• WHAT TO PRODUCE:
Return every line in the items below that contains the word "handlebar". Case counts.

• DATASET EXTRACT:
►
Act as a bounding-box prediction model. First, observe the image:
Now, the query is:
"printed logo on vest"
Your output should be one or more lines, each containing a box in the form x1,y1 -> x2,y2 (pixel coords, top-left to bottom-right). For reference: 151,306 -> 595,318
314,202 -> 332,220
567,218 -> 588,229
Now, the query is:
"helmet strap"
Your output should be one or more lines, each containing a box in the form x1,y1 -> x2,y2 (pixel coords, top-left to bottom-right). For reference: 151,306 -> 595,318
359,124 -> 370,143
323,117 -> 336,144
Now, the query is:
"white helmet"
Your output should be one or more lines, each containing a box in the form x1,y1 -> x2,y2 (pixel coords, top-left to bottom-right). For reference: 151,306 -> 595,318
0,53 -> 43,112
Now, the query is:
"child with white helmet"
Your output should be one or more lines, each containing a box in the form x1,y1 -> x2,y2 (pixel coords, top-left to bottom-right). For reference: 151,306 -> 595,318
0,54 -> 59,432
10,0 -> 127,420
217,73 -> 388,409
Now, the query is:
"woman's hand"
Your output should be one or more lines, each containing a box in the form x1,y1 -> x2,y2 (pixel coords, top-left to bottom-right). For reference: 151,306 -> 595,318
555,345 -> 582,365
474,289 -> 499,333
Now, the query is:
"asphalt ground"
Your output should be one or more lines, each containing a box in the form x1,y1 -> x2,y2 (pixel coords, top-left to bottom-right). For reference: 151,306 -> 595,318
◄
►
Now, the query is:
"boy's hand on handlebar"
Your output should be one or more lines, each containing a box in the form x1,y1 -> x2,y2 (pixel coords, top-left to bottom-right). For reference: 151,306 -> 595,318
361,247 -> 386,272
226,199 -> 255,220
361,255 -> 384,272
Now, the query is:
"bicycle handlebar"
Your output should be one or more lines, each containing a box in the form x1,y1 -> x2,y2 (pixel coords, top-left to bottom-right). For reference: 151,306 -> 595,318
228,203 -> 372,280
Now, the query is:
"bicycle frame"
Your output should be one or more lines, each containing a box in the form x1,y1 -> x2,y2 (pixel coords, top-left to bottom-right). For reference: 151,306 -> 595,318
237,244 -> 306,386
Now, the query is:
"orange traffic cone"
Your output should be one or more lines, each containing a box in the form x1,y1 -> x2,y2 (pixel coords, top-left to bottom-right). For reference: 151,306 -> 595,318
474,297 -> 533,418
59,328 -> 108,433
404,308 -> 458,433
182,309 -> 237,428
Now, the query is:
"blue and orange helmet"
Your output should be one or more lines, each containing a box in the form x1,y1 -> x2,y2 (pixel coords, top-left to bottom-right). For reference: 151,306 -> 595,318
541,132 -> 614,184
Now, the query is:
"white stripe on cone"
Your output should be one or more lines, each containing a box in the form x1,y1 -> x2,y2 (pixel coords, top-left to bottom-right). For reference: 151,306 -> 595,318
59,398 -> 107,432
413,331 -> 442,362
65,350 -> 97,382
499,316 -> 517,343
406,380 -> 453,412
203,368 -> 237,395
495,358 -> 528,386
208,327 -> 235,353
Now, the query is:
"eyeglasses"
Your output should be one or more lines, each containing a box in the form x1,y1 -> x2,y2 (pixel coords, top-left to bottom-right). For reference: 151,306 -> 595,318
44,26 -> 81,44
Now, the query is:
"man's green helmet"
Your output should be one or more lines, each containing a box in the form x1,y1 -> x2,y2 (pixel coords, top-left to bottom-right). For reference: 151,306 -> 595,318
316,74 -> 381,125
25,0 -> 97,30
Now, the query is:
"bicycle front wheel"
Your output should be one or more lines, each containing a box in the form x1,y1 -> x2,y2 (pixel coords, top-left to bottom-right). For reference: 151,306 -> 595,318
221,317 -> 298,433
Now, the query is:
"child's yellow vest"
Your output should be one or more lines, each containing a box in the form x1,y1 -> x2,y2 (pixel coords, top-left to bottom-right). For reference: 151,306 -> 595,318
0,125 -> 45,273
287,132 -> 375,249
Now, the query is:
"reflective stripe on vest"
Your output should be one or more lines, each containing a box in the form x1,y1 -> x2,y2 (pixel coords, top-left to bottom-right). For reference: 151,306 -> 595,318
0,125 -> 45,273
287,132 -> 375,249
◄
• RESULT:
"boy's hand on handlebar"
"bicycle handlebar"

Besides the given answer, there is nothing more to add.